## start Data in this exercise

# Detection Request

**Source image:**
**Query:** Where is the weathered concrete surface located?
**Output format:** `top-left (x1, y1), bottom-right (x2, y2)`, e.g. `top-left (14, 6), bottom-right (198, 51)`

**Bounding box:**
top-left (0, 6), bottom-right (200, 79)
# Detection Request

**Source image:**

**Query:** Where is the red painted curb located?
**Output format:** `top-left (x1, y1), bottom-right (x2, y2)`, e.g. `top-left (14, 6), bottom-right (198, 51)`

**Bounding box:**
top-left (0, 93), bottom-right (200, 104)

## end Data in this exercise

Exercise objective: Convert every non-blank line of the records above into a Markdown table with the columns "Row" and "Record line". Number the rows in order and omit blank lines.

Solution to this problem:
| Row | Record line |
|---|---|
| 1 | # Detection Request |
| 2 | **Source image:** |
| 3 | **Query:** Where is the weathered concrete surface located? |
| 4 | **Output format:** `top-left (x1, y1), bottom-right (x2, y2)`, e.g. `top-left (14, 6), bottom-right (198, 51)` |
| 5 | **Bounding box:** |
| 6 | top-left (0, 6), bottom-right (200, 79) |
| 7 | # Detection Request |
| 8 | **Source image:** |
| 9 | **Query:** Where is the red painted curb located? |
| 10 | **Output format:** `top-left (x1, y1), bottom-right (x2, y2)`, e.g. `top-left (14, 6), bottom-right (198, 51)` |
| 11 | **Bounding box:** |
| 12 | top-left (0, 93), bottom-right (200, 104) |